Entretien avec Stéphanie Révidat, soprano.
Nous vous avons entendu dans Stradella puis Cavalli récemment. Quels ont été les “grands rôles” qui ont marqué votre carrière, depuis ces 5 dernières années?
Les rôles que j’ai interpréter récemment sont Erisbe dans « l’Ormindo » de Cavalli et Pénélope dans « Ulysse » de Rebel. Dans le 1er, je me suis beaucoup amusée jouant un rôle à la fois plein d’humour, de malice mais aussi de tendresse, de naïveté, de sincérité et enfin d’amour.
Pénélope était plus tourmentée, mais pas moins intéressante, au bord du suicide et vivant dans l’attente. L’espoir de Céphalie (sa suivante) et son désespoir se côtoyaient ainsi jusqu’au 5ème acte, qui se termine heureusement bien.
Au Théâtre d’Anger-Nantes Opéra, j’ai chanté le rôle d’Anna dans « Die lustigen Weiber von Windsor » de Nicolaï dont j’ai adoré la musique. Là encore, Anna, très jeune est à la fois un peu candide mais aussi manipulatrice. Chanter ce répertoire m’a fait beaucoup de bien et m’a donné envie de continuer sur cette voie.
Enfin, Orsola, dans « Il martirio di Sant’Orsola » de Scarlatti, m’a bouleversée. Son courage, sa dévotion heureuse et son sacrifice serein m’ont beaucoup inspirée et touchée. La musique est d’une grande beauté, surprenante et inattendue.
Quelles seraient les héroïnes ou les oeuvres que vous aimeriez chantées, et pourquoi?
Je pense immédiatement à Blanche de la Force dans « Le dialogue des Carmélites » de Poulenc. C’est un rêve de longue date, tant cet opéra me trouble par sa force spirituelle et musicale et son aboutissement inévitablement fatal. Là aussi, dévotion, amour et sacrifice sont de mise.
La Mélisande de Debussy, dont l’univers musical me semble fluide, impalpable, fragile et intime, moins concret que celui de Poulenc, mais pas moins passionnant, me plairait aussi beaucoup.
Je n’oublie pas les rôles des opéras d’Offenbach ou autres opérettes. M’amuser sur scène devient une priorité car je fais beaucoup de concerts en oratorio dans lesquels nous sommes en général trop sérieux. Bref, ce répertoire drôle, mais pas moins difficile qu’un autre me réjouirait.
Enfin, j’aime l’univers mystérieux et inquiétant des œuvres de Britten, et voudrais aussi chanter Ann Trulove dans « the Rake’s progress » de Stravinsky, Monica dans « the Medium » de Menotti…
Dans le répertoire baroque, je voudrais avoir l’opportunité de chanter tous les « grands classiques » comme les Passions de Bach, les opéras de Haendel ou Rameau, j’en oublie! Ce ne sont pas les envies qui manquent.

DONNÉES ENREGISTRÉES
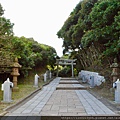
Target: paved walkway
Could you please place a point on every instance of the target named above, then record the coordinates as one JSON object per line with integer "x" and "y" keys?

CONSIGNE
Reproduisez fidèlement le passage de l'entretien avec la soprano en commençant à « Nous vous avons » et en terminant à « termine heureusement bien. ».

RÉSULTAT
Nous vous avons entendu dans Stradella puis Cavalli récemment. Quels ont été les “grands rôles” qui ont marqué votre carrière, depuis ces 5 dernières années?
Les rôles que j’ai interpréter récemment sont Erisbe dans « l’Ormindo » de Cavalli et Pénélope dans « Ulysse » de Rebel. Dans le 1er, je me suis beaucoup amusée jouant un rôle à la fois plein d’humour, de malice mais aussi de tendresse, de naïveté, de sincérité et enfin d’amour.
Pénélope était plus tourmentée, mais pas moins intéressante, au bord du suicide et vivant dans l’attente. L’espoir de Céphalie (sa suivante) et son désespoir se côtoyaient ainsi jusqu’au 5ème acte, qui se termine heureusement bien.